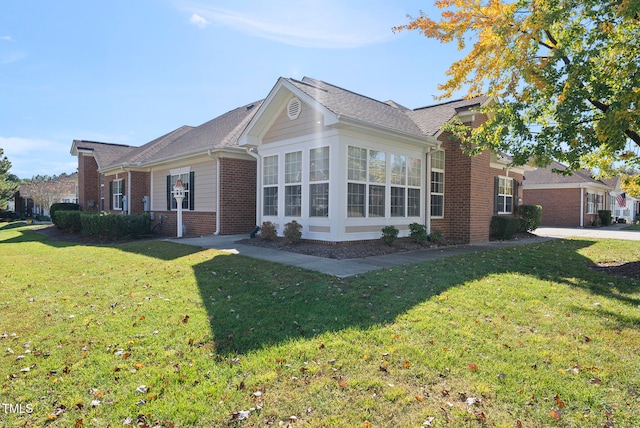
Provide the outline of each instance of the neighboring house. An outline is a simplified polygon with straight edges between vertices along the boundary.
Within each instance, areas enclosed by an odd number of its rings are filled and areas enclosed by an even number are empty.
[[[148,211],[175,236],[172,189],[180,179],[188,235],[248,235],[264,221],[282,234],[295,220],[303,238],[326,242],[378,239],[387,225],[406,236],[411,223],[451,241],[487,241],[491,217],[513,215],[521,203],[525,169],[489,152],[468,157],[441,129],[454,117],[479,126],[486,118],[477,110],[489,102],[411,110],[315,79],[281,78],[264,101],[141,147],[74,141],[80,203]]]
[[[140,147],[75,140],[83,210],[149,212],[161,233],[175,235],[173,186],[182,180],[183,225],[190,235],[249,233],[255,219],[252,155],[237,137],[260,102],[197,127],[182,126]]]
[[[33,191],[37,193],[31,194]],[[11,211],[20,218],[48,216],[53,203],[78,202],[78,174],[62,174],[50,182],[43,183],[39,188],[20,184],[11,202]]]
[[[595,179],[590,171],[571,175],[553,172],[567,167],[553,162],[547,168],[525,173],[524,203],[542,206],[542,226],[587,227],[598,222],[598,211],[615,212],[615,196],[621,193],[620,181]]]

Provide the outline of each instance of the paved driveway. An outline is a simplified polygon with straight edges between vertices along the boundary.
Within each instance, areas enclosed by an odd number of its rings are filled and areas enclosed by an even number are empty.
[[[539,227],[533,233],[549,238],[610,238],[640,241],[640,230],[622,230],[627,224],[612,224],[605,227]]]

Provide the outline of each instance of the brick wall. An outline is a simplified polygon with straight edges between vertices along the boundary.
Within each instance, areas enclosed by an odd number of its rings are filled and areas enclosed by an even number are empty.
[[[150,191],[151,191],[150,183],[151,183],[151,173],[138,172],[138,171],[131,172],[131,194],[129,195],[129,210],[130,210],[129,213],[130,214],[144,213],[143,197],[150,195]],[[126,183],[125,185],[128,186],[128,184]]]
[[[100,211],[98,164],[93,156],[82,152],[78,153],[78,203],[83,211]]]
[[[580,227],[580,192],[582,189],[527,189],[526,205],[542,207],[541,226]],[[585,199],[586,201],[586,196]],[[584,224],[589,225],[595,216],[585,214]]]
[[[220,234],[249,234],[256,226],[256,161],[220,159]]]
[[[485,117],[476,115],[473,126],[479,126]],[[467,156],[458,141],[450,134],[440,136],[445,149],[445,197],[444,218],[433,219],[431,227],[440,229],[445,238],[454,242],[474,243],[489,240],[489,226],[494,215],[496,176],[507,176],[506,171],[491,168],[491,155],[484,152]],[[509,172],[508,176],[522,183],[522,174]],[[517,200],[522,196],[514,195]]]
[[[178,235],[177,211],[155,211],[154,216],[151,225],[155,228],[154,232],[168,237]],[[211,235],[216,231],[216,213],[183,210],[182,224],[186,229],[183,235],[185,237]]]

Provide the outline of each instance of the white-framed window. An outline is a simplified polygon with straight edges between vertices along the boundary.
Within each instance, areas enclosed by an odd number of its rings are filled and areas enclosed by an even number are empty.
[[[513,212],[513,178],[498,177],[498,214]]]
[[[309,150],[309,217],[329,217],[329,146]]]
[[[114,210],[122,210],[122,197],[124,196],[124,179],[120,178],[111,182],[112,186],[112,205]]]
[[[278,215],[278,155],[262,159],[262,215]]]
[[[176,183],[178,182],[178,180],[182,181],[182,186],[184,187],[184,199],[182,200],[182,209],[183,210],[188,210],[190,208],[189,202],[191,201],[190,193],[191,193],[191,189],[190,187],[190,183],[189,183],[189,172],[179,172],[177,174],[171,174],[171,209],[172,210],[177,210],[178,209],[178,201],[176,201],[176,198],[174,197],[174,193],[173,193],[173,187],[176,185]]]
[[[348,217],[420,216],[422,162],[418,158],[348,146],[347,180]]]
[[[284,155],[284,215],[302,215],[302,152]]]
[[[596,213],[596,194],[587,191],[587,214]]]
[[[596,194],[596,212],[604,209],[604,195],[602,193]]]
[[[444,217],[444,150],[431,154],[431,217]]]

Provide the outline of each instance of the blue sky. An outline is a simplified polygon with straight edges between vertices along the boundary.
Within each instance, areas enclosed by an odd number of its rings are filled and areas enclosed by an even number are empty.
[[[20,178],[72,173],[74,139],[139,146],[262,99],[281,76],[434,104],[461,54],[391,31],[432,4],[2,0],[0,148]]]

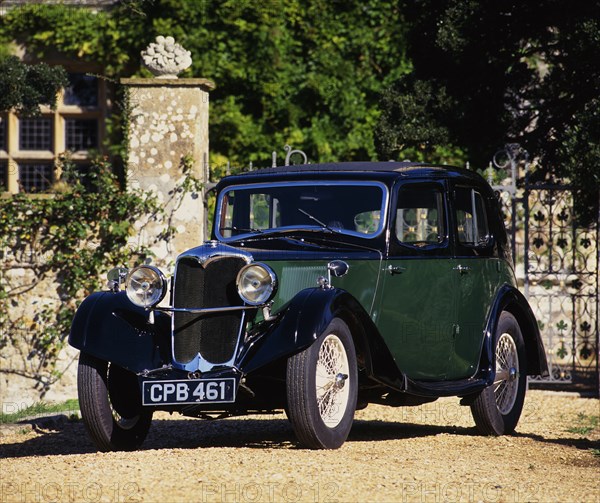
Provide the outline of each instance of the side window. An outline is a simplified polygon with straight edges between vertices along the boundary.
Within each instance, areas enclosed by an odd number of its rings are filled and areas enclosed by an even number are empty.
[[[475,189],[456,188],[456,225],[459,243],[468,246],[488,243],[490,231],[485,205]]]
[[[438,187],[407,185],[398,192],[396,238],[405,245],[437,245],[444,241],[444,198]]]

* Exercise description *
Reproduce the lines above exactly, please, but not the pictures in them.

* Answer *
Provide the outline of each instance of the neighboring house. An outline is a simplified polygon with straight edges between vertices along the boundary.
Within each instance, areas enclosed by an odd number of its rings are filled and areas enclosed by an even number are empty.
[[[148,211],[175,236],[172,189],[180,179],[188,235],[248,235],[264,221],[282,234],[295,220],[303,238],[326,242],[378,239],[387,225],[406,236],[411,223],[451,241],[487,241],[491,217],[513,215],[521,203],[525,169],[489,152],[468,157],[441,129],[454,117],[479,126],[486,118],[477,110],[489,102],[411,110],[315,79],[281,78],[264,101],[141,147],[74,141],[80,203]]]
[[[140,147],[75,140],[83,210],[149,212],[161,233],[175,235],[173,186],[182,180],[183,225],[190,235],[249,233],[255,219],[252,155],[237,137],[260,102],[197,127],[182,126]]]
[[[33,191],[37,193],[31,194]],[[11,211],[20,218],[48,216],[53,203],[78,202],[78,174],[62,174],[50,182],[43,183],[39,188],[20,184],[11,202]]]
[[[595,179],[590,171],[571,175],[553,172],[567,167],[553,162],[547,168],[525,173],[524,203],[542,206],[542,226],[587,227],[598,222],[598,211],[615,212],[615,196],[621,193],[620,181]]]

Provide the outline of each instance of the paved driveway. An outline is a simplified polygon with straight edges between vertices along the boundary.
Within each instance, areas enclosed by an odd number of its rings are filled and areas enclosed by an even number are empty.
[[[539,227],[533,233],[549,238],[610,238],[640,241],[640,230],[622,230],[627,224],[612,224],[605,227]]]

Provide the outline of each instance of the brick wall. An outline is a simplified polygon with straight edges between vertices along the boundary.
Within each instance, areas enclosed by an odd number of its rings are filled and areas enclosed by an even number are empty.
[[[150,191],[151,191],[150,183],[151,183],[151,173],[138,172],[138,171],[131,172],[131,194],[129,195],[129,210],[130,210],[129,213],[130,214],[144,213],[143,197],[150,195]],[[126,183],[125,185],[128,186],[128,184]]]
[[[100,211],[98,164],[93,156],[82,152],[78,153],[78,203],[83,211]]]
[[[580,227],[580,192],[582,189],[527,189],[526,205],[542,207],[541,226]],[[585,199],[586,201],[586,196]],[[584,224],[589,225],[595,216],[585,214]]]
[[[220,234],[249,234],[256,226],[256,161],[220,159]]]
[[[485,117],[476,115],[473,126],[479,126]],[[467,156],[458,141],[450,134],[440,136],[445,149],[445,197],[444,218],[433,219],[431,227],[440,229],[445,238],[454,242],[474,243],[489,240],[489,226],[494,215],[496,176],[507,176],[506,171],[491,168],[491,155],[484,152]],[[509,172],[508,176],[522,183],[522,174]],[[517,200],[522,196],[514,195]]]
[[[178,235],[177,211],[155,211],[154,216],[151,225],[155,228],[154,232],[168,237]],[[211,235],[216,231],[216,213],[183,210],[182,224],[186,229],[183,235],[185,237]]]

Provide the outline of each instance of the white-framed window. An outline is a simplified polygon with straight edges between vertices along the boundary.
Within each instance, areas enclosed by an odd number of its rings are filled and areas enclosed by an even number are empty.
[[[513,212],[513,178],[498,177],[498,214]]]
[[[309,150],[309,217],[329,217],[329,146]]]
[[[114,210],[122,210],[122,197],[124,196],[124,179],[120,178],[111,182],[112,186],[112,205]]]
[[[278,215],[278,155],[262,159],[262,215]]]
[[[176,183],[178,182],[178,180],[182,181],[182,186],[184,187],[184,199],[182,200],[182,209],[183,210],[188,210],[190,208],[189,202],[191,201],[190,193],[191,193],[191,189],[190,187],[190,183],[189,183],[189,172],[179,172],[177,174],[171,174],[171,209],[172,210],[177,210],[178,209],[178,201],[176,201],[176,198],[174,197],[174,193],[173,193],[173,187],[176,185]]]
[[[348,217],[420,216],[422,162],[418,158],[348,146],[347,180]]]
[[[284,155],[284,215],[302,215],[302,152]]]
[[[596,213],[596,194],[587,191],[587,214]]]
[[[596,194],[596,212],[604,209],[604,195],[602,193]]]
[[[444,217],[444,150],[431,154],[431,217]]]

Provide the outline of each instance of the blue sky. An outline is a simplified polygon with straight edges between vertices along the boundary.
Within each instance, areas enclosed by an odd number of its rings are filled and areas enclosed by an even number are empty.
[[[20,178],[72,173],[74,139],[139,146],[262,99],[281,76],[434,104],[461,54],[391,31],[432,4],[2,0],[0,148]]]

Provide the outline of each instance of the side window. An outline is a simplified polygon with straight edges between vertices along the boundary.
Within each instance, areas enclosed by an odd number of its rings are filled and areas enclosed by an even number are empty.
[[[475,189],[456,188],[456,225],[459,243],[468,246],[488,243],[490,231],[485,205]]]
[[[438,187],[407,185],[398,192],[396,238],[405,245],[437,245],[444,241],[444,198]]]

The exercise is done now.